* [REQUEST]
Pick out every line in the records below that contains the string "green", and copy each of those lines.

*** DATA TO PROCESS ***

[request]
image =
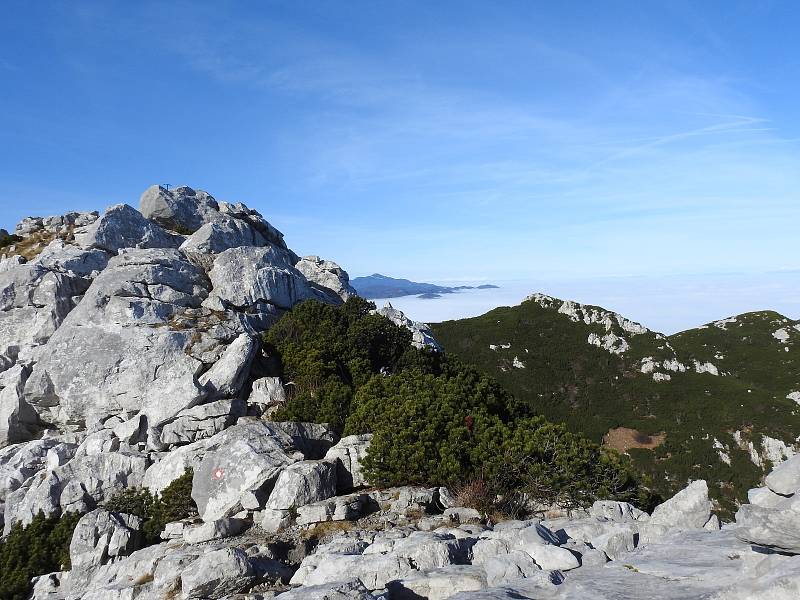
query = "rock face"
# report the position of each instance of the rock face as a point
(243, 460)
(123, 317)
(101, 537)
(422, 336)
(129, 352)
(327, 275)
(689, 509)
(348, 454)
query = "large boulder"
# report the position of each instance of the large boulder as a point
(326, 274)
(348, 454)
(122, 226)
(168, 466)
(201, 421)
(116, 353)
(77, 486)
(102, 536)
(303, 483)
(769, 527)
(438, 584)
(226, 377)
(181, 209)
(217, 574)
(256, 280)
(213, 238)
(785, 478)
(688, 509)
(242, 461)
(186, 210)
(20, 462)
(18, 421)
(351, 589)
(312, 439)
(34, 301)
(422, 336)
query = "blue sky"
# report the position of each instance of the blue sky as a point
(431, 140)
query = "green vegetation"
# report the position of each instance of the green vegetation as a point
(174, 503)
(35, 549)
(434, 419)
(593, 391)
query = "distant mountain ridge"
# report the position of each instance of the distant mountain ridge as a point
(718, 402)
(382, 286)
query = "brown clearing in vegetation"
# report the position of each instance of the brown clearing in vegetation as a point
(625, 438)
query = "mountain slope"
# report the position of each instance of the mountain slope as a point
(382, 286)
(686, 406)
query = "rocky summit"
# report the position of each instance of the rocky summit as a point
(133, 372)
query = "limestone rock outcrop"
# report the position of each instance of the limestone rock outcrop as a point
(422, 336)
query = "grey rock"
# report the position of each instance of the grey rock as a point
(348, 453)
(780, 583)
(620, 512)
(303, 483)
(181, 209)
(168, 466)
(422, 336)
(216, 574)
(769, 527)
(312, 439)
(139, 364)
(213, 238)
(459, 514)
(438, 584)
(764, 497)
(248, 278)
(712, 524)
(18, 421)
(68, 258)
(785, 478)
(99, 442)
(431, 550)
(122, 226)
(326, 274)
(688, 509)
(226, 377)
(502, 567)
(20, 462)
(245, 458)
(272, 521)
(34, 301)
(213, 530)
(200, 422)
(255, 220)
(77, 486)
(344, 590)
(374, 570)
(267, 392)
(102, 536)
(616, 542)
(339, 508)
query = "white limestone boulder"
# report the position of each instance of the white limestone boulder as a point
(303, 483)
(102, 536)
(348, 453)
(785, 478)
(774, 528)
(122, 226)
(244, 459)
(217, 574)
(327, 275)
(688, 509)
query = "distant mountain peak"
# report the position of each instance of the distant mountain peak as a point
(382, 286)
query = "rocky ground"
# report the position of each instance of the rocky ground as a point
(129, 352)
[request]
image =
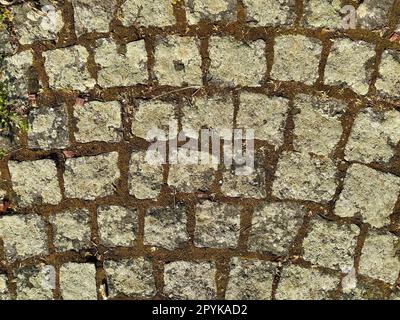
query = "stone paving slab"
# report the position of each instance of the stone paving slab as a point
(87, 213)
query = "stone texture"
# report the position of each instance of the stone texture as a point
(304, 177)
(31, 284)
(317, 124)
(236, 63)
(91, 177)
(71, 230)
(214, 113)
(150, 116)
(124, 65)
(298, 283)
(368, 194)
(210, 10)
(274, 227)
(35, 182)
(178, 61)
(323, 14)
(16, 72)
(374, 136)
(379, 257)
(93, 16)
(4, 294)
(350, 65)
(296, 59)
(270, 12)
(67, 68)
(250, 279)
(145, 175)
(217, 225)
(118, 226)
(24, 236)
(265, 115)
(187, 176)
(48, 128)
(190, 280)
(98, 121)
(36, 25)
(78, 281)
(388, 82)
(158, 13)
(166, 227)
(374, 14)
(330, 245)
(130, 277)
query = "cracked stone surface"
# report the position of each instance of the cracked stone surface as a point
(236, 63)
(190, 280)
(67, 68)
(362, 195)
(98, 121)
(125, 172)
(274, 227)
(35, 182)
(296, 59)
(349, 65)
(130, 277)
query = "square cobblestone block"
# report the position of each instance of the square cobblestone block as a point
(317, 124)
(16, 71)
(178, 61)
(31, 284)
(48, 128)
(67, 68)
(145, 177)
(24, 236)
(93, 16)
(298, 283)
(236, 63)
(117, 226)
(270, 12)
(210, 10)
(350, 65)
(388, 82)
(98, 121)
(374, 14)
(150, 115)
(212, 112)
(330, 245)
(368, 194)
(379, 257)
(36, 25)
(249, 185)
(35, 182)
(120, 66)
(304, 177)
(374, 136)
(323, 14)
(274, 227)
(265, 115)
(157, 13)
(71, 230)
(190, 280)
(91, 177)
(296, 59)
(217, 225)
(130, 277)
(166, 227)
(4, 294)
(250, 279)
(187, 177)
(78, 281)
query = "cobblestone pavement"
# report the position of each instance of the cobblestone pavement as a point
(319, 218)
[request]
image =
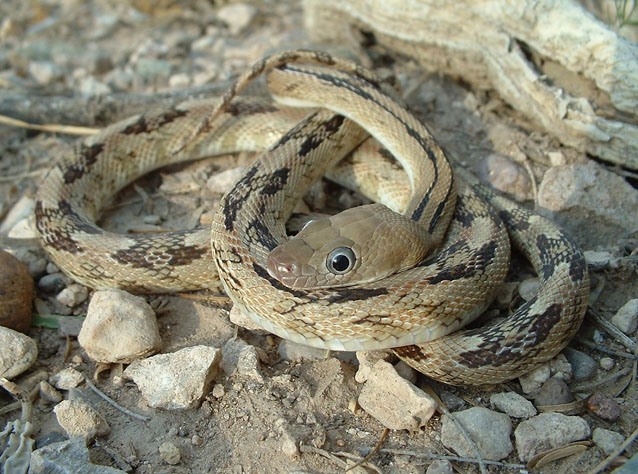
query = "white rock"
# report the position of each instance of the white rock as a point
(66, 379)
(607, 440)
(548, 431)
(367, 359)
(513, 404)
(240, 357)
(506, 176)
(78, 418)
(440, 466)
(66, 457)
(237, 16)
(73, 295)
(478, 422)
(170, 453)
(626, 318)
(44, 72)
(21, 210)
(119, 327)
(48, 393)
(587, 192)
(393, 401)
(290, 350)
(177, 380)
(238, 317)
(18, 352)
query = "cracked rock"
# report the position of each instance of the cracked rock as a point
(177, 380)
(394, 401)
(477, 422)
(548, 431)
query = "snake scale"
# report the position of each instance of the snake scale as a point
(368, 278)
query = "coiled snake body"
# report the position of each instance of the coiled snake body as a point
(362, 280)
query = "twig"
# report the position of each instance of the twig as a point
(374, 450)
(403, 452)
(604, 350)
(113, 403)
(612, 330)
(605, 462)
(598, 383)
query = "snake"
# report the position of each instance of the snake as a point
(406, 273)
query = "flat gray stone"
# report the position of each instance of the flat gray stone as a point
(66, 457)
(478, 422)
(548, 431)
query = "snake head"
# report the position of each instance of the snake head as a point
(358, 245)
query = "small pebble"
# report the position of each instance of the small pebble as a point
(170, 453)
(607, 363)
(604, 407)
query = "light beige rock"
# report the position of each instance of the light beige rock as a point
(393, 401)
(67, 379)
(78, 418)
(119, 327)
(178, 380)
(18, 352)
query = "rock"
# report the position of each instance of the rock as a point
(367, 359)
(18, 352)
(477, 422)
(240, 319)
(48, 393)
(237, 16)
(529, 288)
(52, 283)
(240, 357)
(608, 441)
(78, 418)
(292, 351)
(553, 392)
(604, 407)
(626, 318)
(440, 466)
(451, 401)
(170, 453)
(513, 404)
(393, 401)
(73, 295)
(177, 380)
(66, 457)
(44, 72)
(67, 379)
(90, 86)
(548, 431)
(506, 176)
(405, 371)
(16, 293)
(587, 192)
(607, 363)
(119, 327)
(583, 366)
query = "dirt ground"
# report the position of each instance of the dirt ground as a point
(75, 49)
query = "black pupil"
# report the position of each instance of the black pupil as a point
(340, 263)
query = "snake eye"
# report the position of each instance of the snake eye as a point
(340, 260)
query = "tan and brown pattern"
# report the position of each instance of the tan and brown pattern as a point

***

* [TASK RESPONSE]
query = "green vegetation"
# report the position of each instance of the green vegetation as a point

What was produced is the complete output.